* What you will do
Rewrite the lines starting with the one that contains "Can you see the stone building" and continuing through the end of the dataset excerpt, replacing "fur-trimmed robe" with "fur-trimmed cloak" and leaving everything else unchanged.

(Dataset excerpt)

--- begin ---

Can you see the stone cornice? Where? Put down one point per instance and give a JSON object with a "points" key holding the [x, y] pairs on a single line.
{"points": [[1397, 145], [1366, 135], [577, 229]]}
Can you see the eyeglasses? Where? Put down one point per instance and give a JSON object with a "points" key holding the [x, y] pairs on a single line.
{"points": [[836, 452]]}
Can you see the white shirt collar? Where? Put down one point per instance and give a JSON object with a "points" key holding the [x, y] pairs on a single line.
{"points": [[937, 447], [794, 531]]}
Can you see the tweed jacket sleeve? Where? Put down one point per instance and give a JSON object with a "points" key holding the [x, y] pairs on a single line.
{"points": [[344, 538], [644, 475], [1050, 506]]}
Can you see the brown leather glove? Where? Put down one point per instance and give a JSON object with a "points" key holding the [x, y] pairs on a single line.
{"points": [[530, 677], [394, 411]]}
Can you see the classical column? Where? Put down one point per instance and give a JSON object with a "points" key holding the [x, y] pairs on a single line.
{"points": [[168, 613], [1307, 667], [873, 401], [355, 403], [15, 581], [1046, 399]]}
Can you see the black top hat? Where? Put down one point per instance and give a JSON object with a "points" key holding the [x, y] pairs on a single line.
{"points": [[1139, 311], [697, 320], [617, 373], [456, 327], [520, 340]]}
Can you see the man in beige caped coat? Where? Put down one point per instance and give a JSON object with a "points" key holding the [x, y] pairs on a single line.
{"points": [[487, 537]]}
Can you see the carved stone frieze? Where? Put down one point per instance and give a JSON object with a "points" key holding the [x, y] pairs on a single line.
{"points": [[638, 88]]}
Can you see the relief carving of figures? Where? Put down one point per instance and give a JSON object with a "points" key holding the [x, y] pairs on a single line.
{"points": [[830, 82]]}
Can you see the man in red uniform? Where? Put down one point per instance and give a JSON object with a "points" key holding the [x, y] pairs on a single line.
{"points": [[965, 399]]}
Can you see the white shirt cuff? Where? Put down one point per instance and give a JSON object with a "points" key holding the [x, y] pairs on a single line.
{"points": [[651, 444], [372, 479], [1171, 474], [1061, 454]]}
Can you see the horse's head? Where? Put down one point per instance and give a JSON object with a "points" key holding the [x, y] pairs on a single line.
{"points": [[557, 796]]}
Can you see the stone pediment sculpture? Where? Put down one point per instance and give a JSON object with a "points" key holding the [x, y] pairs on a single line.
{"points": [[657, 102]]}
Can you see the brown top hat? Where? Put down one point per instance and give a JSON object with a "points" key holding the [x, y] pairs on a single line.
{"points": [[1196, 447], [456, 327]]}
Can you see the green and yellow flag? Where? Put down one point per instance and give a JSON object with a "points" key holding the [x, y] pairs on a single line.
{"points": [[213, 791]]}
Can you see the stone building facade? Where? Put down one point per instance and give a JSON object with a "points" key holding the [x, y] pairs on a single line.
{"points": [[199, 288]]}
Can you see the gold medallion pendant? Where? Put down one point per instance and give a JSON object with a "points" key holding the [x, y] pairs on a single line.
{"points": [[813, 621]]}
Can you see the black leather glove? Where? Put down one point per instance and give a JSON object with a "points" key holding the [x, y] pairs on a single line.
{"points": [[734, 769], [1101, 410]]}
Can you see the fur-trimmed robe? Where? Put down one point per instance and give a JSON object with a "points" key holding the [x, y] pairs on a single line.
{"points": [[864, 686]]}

--- end ---

* Answer to this problem
Can you see the stone building facade? Where? Put down one point per instance and give a JSON object with a "points" key holding the [x, y] pairs on a single line.
{"points": [[199, 288]]}
Can you see the gold medallion pendant? Where? Put down one point per instance and give a JSON object with a "points" key holding the [x, y] pairs on a single line.
{"points": [[813, 621]]}
Can you see the black leather glove? Where? Put down one point per instance and give a JSON object with a "points" key holding the [x, y] pairs on a single line.
{"points": [[734, 769], [1101, 410]]}
Can you see the fur-trimmed cloak? Where? Put down one point per instance and give a JSON object with a "points" key holding the [x, y] pairs on a single line.
{"points": [[864, 686]]}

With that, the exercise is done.